[YOUR GOAL]: Copy every entry as is. Leave images out.

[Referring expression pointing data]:
________________________________________
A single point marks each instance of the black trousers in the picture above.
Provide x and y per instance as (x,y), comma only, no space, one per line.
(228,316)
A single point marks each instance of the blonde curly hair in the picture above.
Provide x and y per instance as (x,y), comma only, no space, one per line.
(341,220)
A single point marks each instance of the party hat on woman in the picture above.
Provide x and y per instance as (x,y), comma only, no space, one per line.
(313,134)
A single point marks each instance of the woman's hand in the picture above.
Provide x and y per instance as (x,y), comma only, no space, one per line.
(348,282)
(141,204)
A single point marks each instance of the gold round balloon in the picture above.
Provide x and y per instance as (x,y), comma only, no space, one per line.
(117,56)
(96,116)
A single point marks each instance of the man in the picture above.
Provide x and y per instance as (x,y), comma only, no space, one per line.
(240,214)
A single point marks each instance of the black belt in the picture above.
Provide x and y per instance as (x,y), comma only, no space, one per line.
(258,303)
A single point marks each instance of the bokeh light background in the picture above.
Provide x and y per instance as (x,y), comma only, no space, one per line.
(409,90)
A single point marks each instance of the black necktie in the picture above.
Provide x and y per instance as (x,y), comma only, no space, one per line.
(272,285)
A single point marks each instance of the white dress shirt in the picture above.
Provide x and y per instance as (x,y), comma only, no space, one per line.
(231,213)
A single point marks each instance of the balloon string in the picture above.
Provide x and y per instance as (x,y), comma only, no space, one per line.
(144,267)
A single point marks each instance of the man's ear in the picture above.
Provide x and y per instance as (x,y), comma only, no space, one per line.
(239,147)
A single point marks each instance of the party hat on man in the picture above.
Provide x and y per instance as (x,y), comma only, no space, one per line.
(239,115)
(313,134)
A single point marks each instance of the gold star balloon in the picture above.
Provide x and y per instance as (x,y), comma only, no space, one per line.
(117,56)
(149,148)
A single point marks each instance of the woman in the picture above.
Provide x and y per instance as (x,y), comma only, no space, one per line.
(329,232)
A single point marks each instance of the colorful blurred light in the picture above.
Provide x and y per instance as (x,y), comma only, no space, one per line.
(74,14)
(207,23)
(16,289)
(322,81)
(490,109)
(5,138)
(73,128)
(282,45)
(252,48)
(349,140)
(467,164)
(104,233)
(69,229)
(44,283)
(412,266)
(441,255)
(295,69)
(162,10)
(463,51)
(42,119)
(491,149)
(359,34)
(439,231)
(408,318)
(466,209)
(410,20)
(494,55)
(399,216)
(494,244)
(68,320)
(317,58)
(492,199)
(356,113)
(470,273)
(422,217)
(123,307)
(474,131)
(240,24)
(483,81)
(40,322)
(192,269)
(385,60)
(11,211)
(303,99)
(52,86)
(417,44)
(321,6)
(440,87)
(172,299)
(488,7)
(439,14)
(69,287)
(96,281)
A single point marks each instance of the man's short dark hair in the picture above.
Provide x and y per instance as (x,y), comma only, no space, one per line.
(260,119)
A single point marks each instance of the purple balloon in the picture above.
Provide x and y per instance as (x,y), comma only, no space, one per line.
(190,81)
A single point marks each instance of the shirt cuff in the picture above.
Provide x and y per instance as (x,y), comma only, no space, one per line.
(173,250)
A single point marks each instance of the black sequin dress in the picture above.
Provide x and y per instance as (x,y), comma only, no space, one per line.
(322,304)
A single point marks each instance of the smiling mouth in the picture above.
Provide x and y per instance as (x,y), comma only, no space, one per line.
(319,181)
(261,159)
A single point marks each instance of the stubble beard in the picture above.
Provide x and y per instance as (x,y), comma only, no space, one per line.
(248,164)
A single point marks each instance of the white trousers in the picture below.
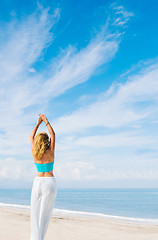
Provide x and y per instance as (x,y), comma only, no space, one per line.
(43,196)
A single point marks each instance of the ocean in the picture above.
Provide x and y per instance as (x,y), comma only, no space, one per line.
(139,204)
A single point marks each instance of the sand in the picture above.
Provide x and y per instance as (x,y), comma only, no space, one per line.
(15,225)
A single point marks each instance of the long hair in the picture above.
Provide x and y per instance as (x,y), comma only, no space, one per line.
(41,144)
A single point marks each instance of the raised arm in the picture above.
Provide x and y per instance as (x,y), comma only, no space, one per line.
(34,131)
(51,132)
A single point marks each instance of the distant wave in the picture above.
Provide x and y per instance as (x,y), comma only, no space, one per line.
(89,214)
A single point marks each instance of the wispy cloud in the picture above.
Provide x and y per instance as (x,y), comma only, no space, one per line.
(119,106)
(122,16)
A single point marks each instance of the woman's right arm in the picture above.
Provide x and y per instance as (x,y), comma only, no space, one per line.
(33,133)
(51,132)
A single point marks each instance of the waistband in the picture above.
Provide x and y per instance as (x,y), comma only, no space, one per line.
(44,177)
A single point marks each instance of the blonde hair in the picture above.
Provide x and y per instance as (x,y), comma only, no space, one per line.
(41,144)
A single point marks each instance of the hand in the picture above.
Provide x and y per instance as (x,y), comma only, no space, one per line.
(43,117)
(39,121)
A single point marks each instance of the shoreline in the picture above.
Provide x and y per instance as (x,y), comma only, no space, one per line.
(69,213)
(15,225)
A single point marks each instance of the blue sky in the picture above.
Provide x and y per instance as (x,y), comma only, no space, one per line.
(91,67)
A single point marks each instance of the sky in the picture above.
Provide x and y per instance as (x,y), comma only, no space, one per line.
(92,68)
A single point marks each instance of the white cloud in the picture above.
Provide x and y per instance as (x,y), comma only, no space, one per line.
(122,15)
(119,107)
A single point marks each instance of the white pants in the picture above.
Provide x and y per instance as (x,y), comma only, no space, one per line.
(43,196)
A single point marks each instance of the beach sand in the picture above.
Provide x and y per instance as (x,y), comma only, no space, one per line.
(15,225)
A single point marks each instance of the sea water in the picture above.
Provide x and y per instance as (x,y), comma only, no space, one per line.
(122,203)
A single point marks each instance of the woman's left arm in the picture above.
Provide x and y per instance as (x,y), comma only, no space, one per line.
(34,131)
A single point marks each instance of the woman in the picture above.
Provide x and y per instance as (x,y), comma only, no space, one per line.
(44,187)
________________________________________
[ANSWER BELOW]:
A single point marks each instance of the black trousers in the picture above.
Provide x and y per instance as (x,y), comma only, no space, one per line.
(228,316)
A single point marks each instance of the blonde curly hair in the picture above.
Provide x and y per instance as (x,y), comma only, no space, one per line.
(341,220)
A single point marks each instance of the party hat on woman in the picture above.
Provide x and y per instance as (x,y), comma only, no space, one per line.
(313,134)
A single point marks each instance of the woman's hand in the picture above.
Provide x and y per instance as (x,y), comma only, no space, one per line.
(348,282)
(141,204)
A single point marks each instance of the gold round balloon in the picture above.
Provide x and y per instance as (x,y), comma only, no space, one per line.
(117,56)
(96,116)
A single point marks each instance of the man in the picture above.
Provide x and y per instance as (x,y), comma only, no space, one per line.
(240,214)
A single point marks each instance of the black belt in the picture above.
Provide x and y per instance as (x,y), comma only, no space, one per line.
(258,303)
A single point marks each instance of the bokeh light background in the picture above.
Provide x and y per instance as (x,y), comma only, no space, one per line.
(409,90)
A single point marks each instance of the black necktie in the picture above.
Provide x and y per instance as (x,y), comma only, no space, one per line.
(272,285)
A single point marks each instance of the white dress shirt in the picture above.
Provide x and y per instance as (x,y), comma only, no space, one per line.
(231,213)
A single point marks each instance of the balloon string in the picture above.
Provide x and y per instance as (x,y), comma only, no space, one per line.
(144,267)
A single point marks each instance of the man's ear in the picture above.
Provide x and y per instance as (x,y), comma only, no space, one per line.
(239,147)
A single point marks each instance of the party hat on man in the picture above.
Provide x and y per instance as (x,y), comma only, no space, one per line.
(239,115)
(313,134)
A single point marks each instance of the gold star balloon in the picture above.
Provide x and y per instance as (x,y), comma only, no space, one per line.
(117,56)
(149,148)
A single point marks each instance of the woman in the picture above.
Provide x and y per instance as (x,y), comma only, no space, one per line.
(329,232)
A single point marks each instance of the colorful blurred light in the picture above.
Provide x and y per instance as (x,y), comma only, no space, one per line.
(74,14)
(207,23)
(16,289)
(322,81)
(490,109)
(5,138)
(73,128)
(282,45)
(252,48)
(349,140)
(467,164)
(104,233)
(69,229)
(44,283)
(412,266)
(441,255)
(295,69)
(162,10)
(463,51)
(42,119)
(491,149)
(359,34)
(439,231)
(408,318)
(466,209)
(410,20)
(494,55)
(399,216)
(494,244)
(68,320)
(317,58)
(492,199)
(356,113)
(470,273)
(422,217)
(123,307)
(474,131)
(240,24)
(483,81)
(40,322)
(192,269)
(385,60)
(11,211)
(303,99)
(52,86)
(417,44)
(321,6)
(440,87)
(172,299)
(488,7)
(439,14)
(69,287)
(96,281)
A single point marks each instance of the man's short dark hair in the picture above.
Provide x and y per instance as (x,y), comma only, no space, one per line.
(260,119)
A single point marks each instance of the purple balloon in the picture above.
Provide x and y per instance as (x,y), comma only, no space, one per line.
(190,81)
A single point marks each instance of the shirt cuff in the picture above.
Provide x and y per instance as (x,y), comma only, no space, one per line.
(173,250)
A single point marks each instance of the black sequin dress in the picture above.
Provide x and y per instance as (x,y), comma only, no space, one per line.
(322,304)
A single point marks each instance of the smiling mouth in the picture above.
Provide x and y per instance as (x,y), comma only, no space, one per line.
(319,181)
(261,159)
A single point marks each instance of the stubble beard in the picture above.
Provide x and y per instance as (x,y), comma only, no space, one per line.
(248,164)
A single point marks each instance of the white trousers in the picture below.
Provide x and y per instance as (x,y), comma only, no space, one per line.
(43,196)
A single point marks each instance of the ocean in the picture above.
Provide x and y per instance as (x,y), comma only, no space, one per line.
(139,204)
A single point marks each instance of the sand in the picture above.
Provide x and y per instance as (x,y), comma only, no space, one per line.
(15,225)
A single point marks each instance of the long hair in the picture above.
Provide x and y per instance as (x,y), comma only, no space, one per line.
(41,144)
A single point marks each instance of the raised arm in the picture above.
Provide x and y per instance as (x,y), comma only, no space, one per line.
(34,131)
(51,132)
A single point marks each instance of the distant wave in the picture above.
Provide x and y per instance as (x,y), comma only, no space, one per line.
(89,214)
A single point marks each instance of the wispy cloud in the picture above.
Provide x and y per instance as (x,y), comma only, no space, one per line.
(119,106)
(122,16)
A single point marks each instance of the woman's right arm in the picture above.
Provide x and y per instance as (x,y), comma only, no space, one per line.
(33,133)
(51,132)
A single point marks each instance of the waistband in the picture above.
Provide x and y per instance as (x,y), comma only, no space, one per line.
(44,177)
A single point marks each instance of the blonde hair in the picture above.
Provide x and y per instance as (x,y), comma only, no space, one per line.
(41,144)
A single point marks each instance of the hand in the picture above.
Provide x and y per instance as (x,y), comma only, no space, one per line.
(43,117)
(39,121)
A single point marks each instance of the shoreline in the picture above.
Provide x and y per instance as (x,y), comma only, no space, one per line.
(69,213)
(15,225)
A single point marks each instance of the blue sky in the picture above.
Provide x and y per instance as (x,y), comma only, no space, one per line.
(91,67)
A single point marks each instance of the sky in the picture above.
Provide x and y per instance as (x,y), comma only, no space, one per line.
(92,68)
A single point marks each instance of the white cloud in the picture above.
Provide x and y per instance as (x,y), comma only, no space, one per line.
(122,15)
(119,107)
A single point marks each instance of the white pants in the picture above.
Provide x and y per instance as (x,y), comma only, no space, one per line.
(43,196)
A single point marks each instance of the beach sand in the picture above.
Provide x and y per instance as (x,y), comma only, no space, one per line.
(15,225)
A single point marks each instance of the sea water in the picture above.
Provide x and y per instance as (x,y), comma only, no space, one per line.
(122,203)
A single point marks each instance of the woman's left arm in the picture above.
Provide x and y per instance as (x,y), comma only, no space, one per line.
(34,131)
A single point marks each instance of the woman in the picture above.
Provide x and y per instance as (x,y), comma only, no space, one per line.
(44,187)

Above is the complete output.